▶ **Provided text**:
((

Moreover, there is the expectation that Brexit necessarily facilitates political reform. That was never a foregone conclusion. It presented a window but without a coherent agenda for what to do with Brexit now that we’ve got it we will likely fumble on with our archaic and obsolete institutions until the momentum is lost.

For my part, I’m resigned to the existence of technocracy, and it’s something we must learn to harness and influence as best we can. There are some things beyond the capacity and runtime or ordinary politics to deal with, where “taking back control” is both futile and unnecessary. Why rail against globally harmonised vehicle safety standards? For all that many say they care about such things there is no evidence of it, and if they did they would know more than they evidently do.

In the final analysis, Brexit is of very little economic utility, and not much use in the sovereignty stakes either – especially while we lack the first clue what to do with it. I think, though, that it has been a useful humbling of our political class and an important point of reflection. It is causing a necessary realignment in our politics and that process is far from complete. When those consequences start rolling in and we measure them against what was promised, it will perhaps further expose the inadequacy of our politics and our media.

Though the trade deal struck by Boris Johnson is barely worthy of its name, it at least creates the foundation of a new relationship, and as soon as the Tories are removed we can set about mending some fences and rebuilding cooperation. Economic and technical integration is a fact of life and much of it will have to be put back exactly as it was. But the lesson for politicians from Brexit is that things like Brexit happen when things are done to people without their consent. The trainwreck that is Tory Brexit is the proportionate blowback for successive constitutional decisions taken without consultation. If that lesson scars the psyche of British politics then it was not all for nothing.

))

▶ **What you need to do**:
- 1) According to the Brexit passage, what is the trainwreck that is Tory Brexit?
- 2) State whether each statement agrees with the Brexit passage, answering yes or no and quoting the deciding words: (a) The writer considers Brexit to have considerable economic utility. (b) The writer is resigned to the existence of technocracy. (c) The writer regards political reform after Brexit as a foregone conclusion.

[Dataset entries]
((

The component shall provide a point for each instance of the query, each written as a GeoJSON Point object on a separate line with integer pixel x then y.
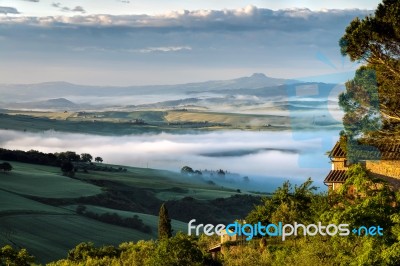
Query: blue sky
{"type": "Point", "coordinates": [121, 42]}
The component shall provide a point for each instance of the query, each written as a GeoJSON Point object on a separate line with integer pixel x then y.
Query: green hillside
{"type": "Point", "coordinates": [38, 206]}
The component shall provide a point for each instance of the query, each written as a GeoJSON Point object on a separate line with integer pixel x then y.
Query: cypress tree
{"type": "Point", "coordinates": [164, 223]}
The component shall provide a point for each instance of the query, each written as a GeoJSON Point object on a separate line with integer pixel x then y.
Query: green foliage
{"type": "Point", "coordinates": [180, 250]}
{"type": "Point", "coordinates": [164, 223]}
{"type": "Point", "coordinates": [12, 257]}
{"type": "Point", "coordinates": [375, 41]}
{"type": "Point", "coordinates": [86, 157]}
{"type": "Point", "coordinates": [187, 170]}
{"type": "Point", "coordinates": [83, 251]}
{"type": "Point", "coordinates": [286, 204]}
{"type": "Point", "coordinates": [6, 167]}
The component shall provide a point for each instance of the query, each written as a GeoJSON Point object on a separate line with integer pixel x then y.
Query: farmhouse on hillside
{"type": "Point", "coordinates": [381, 162]}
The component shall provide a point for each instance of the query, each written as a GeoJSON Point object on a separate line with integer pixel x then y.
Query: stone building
{"type": "Point", "coordinates": [382, 161]}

))

▶ **Task-by-task answers**:
- 1) It is the proportionate blowback for successive constitutional decisions taken without consultation.

- 2)
(a) No: "Brexit is of very little economic utility"
(b) Yes: "I’m resigned to the existence of technocracy"
(c) No: "That was never a foregone conclusion."